## WHAT THE EXERCISE ASKS
Give back exactly the lines of the material below that start at the line containing "sample | x=195, y=279" and end at the line containing "target | red door", and no others.

## DATASET
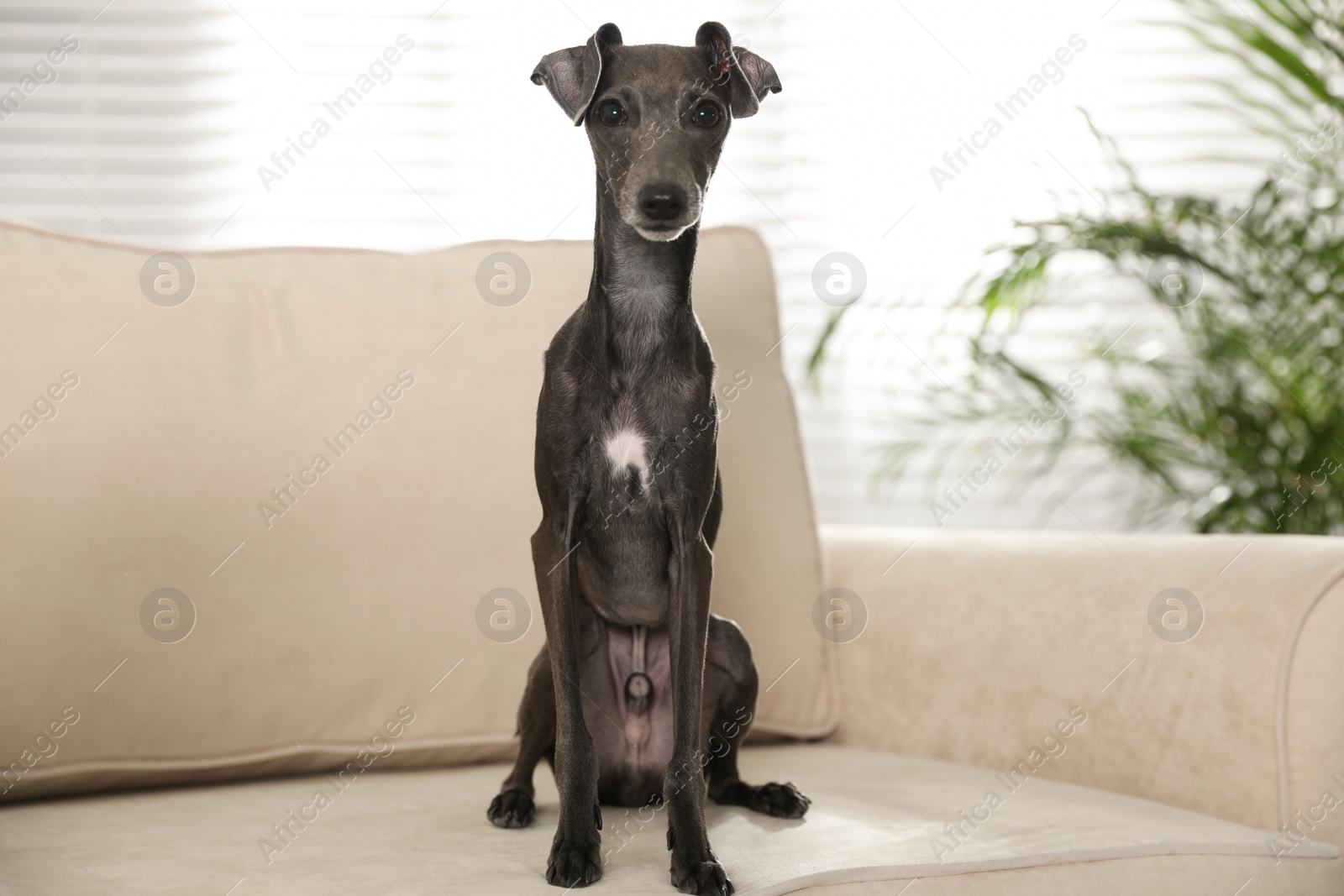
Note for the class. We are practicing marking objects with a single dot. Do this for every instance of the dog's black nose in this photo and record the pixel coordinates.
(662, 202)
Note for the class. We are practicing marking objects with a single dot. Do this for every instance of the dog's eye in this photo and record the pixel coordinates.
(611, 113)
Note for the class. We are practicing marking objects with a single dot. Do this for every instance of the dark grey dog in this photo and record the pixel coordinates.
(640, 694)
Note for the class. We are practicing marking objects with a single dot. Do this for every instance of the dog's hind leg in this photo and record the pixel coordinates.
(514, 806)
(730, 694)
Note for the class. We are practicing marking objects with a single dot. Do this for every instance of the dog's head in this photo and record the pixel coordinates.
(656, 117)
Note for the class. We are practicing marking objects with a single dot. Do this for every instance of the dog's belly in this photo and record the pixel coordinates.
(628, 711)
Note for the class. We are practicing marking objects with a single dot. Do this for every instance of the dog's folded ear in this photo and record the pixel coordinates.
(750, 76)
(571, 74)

--

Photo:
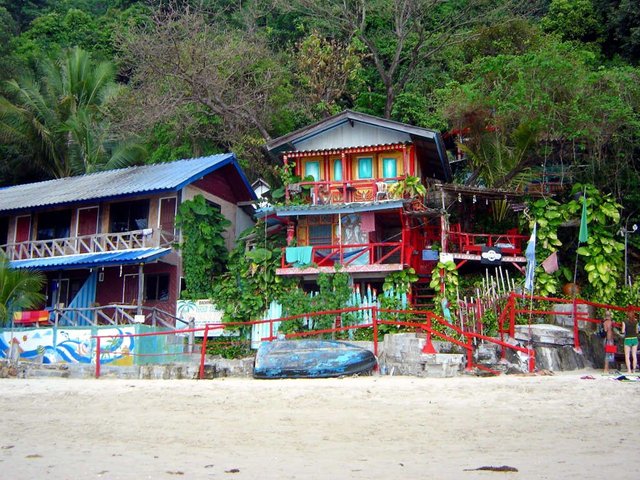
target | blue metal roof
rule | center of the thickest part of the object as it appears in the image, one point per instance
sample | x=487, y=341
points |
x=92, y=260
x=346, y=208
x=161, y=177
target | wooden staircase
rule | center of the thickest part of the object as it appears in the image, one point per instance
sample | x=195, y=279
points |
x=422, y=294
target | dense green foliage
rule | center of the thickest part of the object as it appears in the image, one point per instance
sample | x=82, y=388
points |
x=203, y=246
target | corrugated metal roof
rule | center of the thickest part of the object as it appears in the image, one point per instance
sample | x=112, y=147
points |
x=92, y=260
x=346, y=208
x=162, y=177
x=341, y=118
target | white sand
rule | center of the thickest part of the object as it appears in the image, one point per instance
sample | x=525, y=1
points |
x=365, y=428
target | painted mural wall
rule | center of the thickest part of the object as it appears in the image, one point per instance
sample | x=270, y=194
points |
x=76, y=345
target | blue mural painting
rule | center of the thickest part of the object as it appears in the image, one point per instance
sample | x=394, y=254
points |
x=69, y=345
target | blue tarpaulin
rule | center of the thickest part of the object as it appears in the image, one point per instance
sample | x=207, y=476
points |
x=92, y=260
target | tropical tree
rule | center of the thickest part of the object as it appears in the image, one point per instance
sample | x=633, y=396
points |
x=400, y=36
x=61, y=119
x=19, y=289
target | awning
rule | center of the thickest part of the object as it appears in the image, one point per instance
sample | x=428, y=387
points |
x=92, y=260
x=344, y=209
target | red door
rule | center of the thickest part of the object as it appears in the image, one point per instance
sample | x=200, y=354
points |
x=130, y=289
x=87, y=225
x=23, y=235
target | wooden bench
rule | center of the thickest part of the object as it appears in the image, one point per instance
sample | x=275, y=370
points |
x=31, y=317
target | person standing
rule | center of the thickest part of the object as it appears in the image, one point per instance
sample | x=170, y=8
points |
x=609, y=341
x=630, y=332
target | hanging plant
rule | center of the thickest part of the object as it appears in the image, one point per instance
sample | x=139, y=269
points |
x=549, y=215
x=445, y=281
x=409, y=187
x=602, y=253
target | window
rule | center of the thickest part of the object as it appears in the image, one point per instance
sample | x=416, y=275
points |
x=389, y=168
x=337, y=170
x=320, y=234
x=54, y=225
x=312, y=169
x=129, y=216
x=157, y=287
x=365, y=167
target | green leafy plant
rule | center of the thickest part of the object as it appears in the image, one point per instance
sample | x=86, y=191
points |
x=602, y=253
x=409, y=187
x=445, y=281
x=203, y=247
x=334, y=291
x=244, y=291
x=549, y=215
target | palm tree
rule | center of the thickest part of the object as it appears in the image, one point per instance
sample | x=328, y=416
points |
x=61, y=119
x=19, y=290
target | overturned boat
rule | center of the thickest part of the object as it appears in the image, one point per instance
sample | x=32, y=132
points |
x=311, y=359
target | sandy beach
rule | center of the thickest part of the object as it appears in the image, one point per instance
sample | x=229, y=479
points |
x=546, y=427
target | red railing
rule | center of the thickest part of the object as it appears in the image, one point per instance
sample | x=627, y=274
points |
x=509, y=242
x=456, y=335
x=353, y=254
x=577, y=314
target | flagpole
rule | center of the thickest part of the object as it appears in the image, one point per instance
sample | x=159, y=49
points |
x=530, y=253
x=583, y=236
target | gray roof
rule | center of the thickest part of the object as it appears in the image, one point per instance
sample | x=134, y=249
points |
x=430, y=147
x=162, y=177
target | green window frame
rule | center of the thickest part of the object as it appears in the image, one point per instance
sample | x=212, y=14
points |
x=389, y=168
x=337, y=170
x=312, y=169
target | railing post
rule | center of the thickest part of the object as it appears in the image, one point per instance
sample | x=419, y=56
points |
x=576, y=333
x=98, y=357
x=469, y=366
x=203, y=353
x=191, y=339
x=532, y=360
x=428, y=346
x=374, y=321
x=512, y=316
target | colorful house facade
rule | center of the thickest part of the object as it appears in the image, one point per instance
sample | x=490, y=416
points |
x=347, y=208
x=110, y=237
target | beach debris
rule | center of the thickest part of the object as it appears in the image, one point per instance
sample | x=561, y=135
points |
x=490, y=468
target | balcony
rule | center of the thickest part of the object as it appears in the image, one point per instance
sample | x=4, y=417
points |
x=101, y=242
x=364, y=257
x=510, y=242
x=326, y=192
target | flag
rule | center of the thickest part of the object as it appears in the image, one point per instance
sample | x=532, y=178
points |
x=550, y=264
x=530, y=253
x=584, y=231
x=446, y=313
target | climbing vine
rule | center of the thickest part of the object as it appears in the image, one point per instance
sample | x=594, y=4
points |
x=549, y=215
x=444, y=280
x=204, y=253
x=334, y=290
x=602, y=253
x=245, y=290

## RESPONSE AREA
sample | x=195, y=279
points |
x=422, y=294
target | dense green foliage
rule | center of the thickest part of the object as it appears in the image, one point per instance
sample | x=82, y=388
points |
x=203, y=246
target | corrugated metal roof
rule | center of the thickest part of the object as it appears in the image, one point per instance
sample | x=112, y=147
points |
x=92, y=260
x=346, y=208
x=162, y=177
x=341, y=118
target | white sand
rule | center of the thickest part of the object as it appears in the image, one point per instance
sample | x=525, y=1
points |
x=365, y=428
target | painted mural wall
rule | center of the thickest part of the object as it appears in the image, one point per instance
sample | x=270, y=194
points |
x=76, y=345
target | blue mural painting
rule | center of the thickest part of the object as it appears in the image, one point per instance
sample | x=394, y=254
points |
x=69, y=345
target | blue tarpaulin
rule | center of the thickest part of the object as it appears in the image, one point per instance
sample | x=207, y=476
points |
x=92, y=260
target | tropical tree
rule | center of the thickest part of the object as it appears in the image, one point per instance
sample | x=633, y=396
points |
x=400, y=36
x=61, y=119
x=19, y=289
target | awning
rule | center of the thickest part of the object as it appears in the image, one point per instance
sample | x=428, y=387
points |
x=92, y=260
x=344, y=209
target | red door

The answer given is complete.